(Source extract)

━━━━━━━━━━━━━━━━━━━━━━━━━━━━━━

Wednesday, November 11, 2009

I don't know why you say goodbye, I say hello

I have been practicing my goodbyes lately. It isn't something I am good at. I never have been.

I remember my sister telling my once how she would cry after saying bye each time I visited for the weekend and would have to go back to my dad's house. I remember crying too.

I think it all started when I was a kid and was not given the opportunity to say goodbye. Long story short, I was, in a way, kidnapped from my mom in Tennessee. My sister and I didn't get to say bye to each other. I was in preschool, my sister wasn't even in first grade yet, and my brother was just a newborn. We were on our way to church in our cute matching Sunday dresses, when I was taken right out of the family truck in our driveway. I remember kicking and screaming and not being able to do anything about it. My own mom had to watch this happen and she wasn't able to do anything. Don't get me wrong, she did put up a fight, but it was no good and it was too late. I can't imagine how hard that would be for her, it was hard enough for me, and I didn't even know what was happening.

My first hard goodbye was a very hard one. I don't think I have kept from crying during a goodbye since then. I have never understood a goodbye that was easy.



I have been working on some goodbyes these last couple weeks. Not just a simple goodbye, but some really hard ones.



My sister is moving to Germany on Tuesday, she will be gone for three years.

She is my best friend. She has been my constant in life, and I love her to death. Her leaving is really a bitter-sweet situation though. Her husband lives in Germany for the army, and she will be joining him. They will get to be together for the first time since they have been married. They have had an interesting situation their first couple years of marriage, so this will be awesome for them. It is just hard to know that I won't be seeing much of my sister in the next three years.

Last Thursday I took the day off to hang out with her all day. It was an awesome day. We didn't make any plans, we just let the day unfold. Then on Saturday I spent the evening with the family. We ate dinner together, then played a game and watched a movie. But my favorite part of the night had to be at the end when I was getting ready to go home. Ashley and I sat in bed together and just talked.

We share stories when we are together, we share the same stories that we have been telling for years, and they never get old. We still laugh until we cry. Or we tell a story that makes us cry until we laugh. It never gets old, but it is still just as hard.

━━━━━━━━━━━━━━━━━━━━━━━━━━━━━━

(Task description) In the blog post about goodbyes, how long will the writer's sister be gone after moving to Germany?

Dataset entries
━━━━━━━━━━━━━━━━━━━━━━━━━━━━━━

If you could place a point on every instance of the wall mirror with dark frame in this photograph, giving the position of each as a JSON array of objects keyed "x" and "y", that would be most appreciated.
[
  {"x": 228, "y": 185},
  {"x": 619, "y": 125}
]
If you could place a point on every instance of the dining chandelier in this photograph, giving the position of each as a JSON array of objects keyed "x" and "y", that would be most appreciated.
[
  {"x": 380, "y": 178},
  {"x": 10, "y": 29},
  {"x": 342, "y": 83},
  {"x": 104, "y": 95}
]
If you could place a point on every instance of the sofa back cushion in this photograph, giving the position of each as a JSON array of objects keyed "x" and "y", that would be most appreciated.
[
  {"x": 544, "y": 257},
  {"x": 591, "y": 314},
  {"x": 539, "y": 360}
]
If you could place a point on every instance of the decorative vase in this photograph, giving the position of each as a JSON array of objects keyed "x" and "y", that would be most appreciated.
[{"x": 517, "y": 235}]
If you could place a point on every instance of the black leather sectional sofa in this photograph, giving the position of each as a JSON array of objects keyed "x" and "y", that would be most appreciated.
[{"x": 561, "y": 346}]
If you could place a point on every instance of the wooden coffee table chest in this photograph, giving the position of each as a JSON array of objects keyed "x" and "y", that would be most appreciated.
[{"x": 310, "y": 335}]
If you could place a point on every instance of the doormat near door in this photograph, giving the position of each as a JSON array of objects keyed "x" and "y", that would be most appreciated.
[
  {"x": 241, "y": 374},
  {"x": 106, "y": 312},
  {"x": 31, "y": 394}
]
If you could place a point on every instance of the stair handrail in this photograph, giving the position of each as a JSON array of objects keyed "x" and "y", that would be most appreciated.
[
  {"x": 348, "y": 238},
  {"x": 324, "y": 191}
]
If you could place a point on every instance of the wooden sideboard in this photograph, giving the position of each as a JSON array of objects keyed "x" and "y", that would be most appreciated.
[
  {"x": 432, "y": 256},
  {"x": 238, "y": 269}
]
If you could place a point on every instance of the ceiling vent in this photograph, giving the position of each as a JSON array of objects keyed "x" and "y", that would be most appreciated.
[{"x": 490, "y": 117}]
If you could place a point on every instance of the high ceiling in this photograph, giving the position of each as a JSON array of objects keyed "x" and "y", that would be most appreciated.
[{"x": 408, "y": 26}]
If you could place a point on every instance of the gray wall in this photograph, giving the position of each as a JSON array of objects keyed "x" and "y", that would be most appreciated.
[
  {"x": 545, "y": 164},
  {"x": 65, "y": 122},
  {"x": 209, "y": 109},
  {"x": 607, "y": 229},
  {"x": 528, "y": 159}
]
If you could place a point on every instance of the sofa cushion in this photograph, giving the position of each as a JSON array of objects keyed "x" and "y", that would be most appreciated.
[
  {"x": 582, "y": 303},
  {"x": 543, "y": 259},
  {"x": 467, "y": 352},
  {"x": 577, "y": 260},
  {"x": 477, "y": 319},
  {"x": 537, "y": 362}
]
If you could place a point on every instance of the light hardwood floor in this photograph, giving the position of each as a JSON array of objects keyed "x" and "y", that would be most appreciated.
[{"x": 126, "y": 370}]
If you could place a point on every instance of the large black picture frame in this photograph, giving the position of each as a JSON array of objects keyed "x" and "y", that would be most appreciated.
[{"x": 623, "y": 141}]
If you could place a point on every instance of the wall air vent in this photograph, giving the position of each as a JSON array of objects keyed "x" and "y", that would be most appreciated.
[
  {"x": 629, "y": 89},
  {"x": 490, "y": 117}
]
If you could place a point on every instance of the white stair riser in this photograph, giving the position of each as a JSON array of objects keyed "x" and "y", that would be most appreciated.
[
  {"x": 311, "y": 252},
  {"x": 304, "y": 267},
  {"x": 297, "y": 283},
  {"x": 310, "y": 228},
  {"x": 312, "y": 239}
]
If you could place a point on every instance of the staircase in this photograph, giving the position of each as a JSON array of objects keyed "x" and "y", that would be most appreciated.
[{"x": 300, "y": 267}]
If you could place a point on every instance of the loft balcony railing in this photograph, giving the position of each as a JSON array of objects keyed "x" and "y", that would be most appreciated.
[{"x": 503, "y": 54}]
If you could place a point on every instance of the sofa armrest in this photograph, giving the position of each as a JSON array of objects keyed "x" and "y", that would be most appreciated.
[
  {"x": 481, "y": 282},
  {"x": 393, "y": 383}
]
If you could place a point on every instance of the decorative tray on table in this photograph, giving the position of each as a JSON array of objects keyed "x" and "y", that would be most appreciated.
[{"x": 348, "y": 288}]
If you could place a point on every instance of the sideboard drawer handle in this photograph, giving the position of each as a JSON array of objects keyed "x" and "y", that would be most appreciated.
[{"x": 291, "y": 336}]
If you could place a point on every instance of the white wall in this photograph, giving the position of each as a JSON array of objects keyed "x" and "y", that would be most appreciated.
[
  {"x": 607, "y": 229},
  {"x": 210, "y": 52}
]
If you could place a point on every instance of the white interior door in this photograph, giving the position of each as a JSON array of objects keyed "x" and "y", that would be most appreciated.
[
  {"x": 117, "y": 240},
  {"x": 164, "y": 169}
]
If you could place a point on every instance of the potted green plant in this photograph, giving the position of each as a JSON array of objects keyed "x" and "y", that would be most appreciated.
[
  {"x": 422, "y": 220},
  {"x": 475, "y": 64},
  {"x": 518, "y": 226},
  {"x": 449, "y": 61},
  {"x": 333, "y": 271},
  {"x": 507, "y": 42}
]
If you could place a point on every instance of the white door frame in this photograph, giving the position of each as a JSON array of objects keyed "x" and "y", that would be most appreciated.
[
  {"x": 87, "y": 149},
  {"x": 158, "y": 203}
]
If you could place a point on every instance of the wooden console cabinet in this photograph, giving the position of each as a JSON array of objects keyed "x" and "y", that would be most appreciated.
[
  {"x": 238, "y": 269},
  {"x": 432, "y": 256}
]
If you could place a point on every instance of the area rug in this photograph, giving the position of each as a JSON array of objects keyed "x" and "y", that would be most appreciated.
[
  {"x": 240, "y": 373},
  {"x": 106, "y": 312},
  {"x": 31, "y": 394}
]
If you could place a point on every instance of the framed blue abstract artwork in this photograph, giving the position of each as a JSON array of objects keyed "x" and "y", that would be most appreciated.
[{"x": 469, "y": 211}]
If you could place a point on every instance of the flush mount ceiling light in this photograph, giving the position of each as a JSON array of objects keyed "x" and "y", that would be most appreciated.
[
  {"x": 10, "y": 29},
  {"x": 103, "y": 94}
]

━━━━━━━━━━━━━━━━━━━━━━━━━━━━━━

(Response) Three years.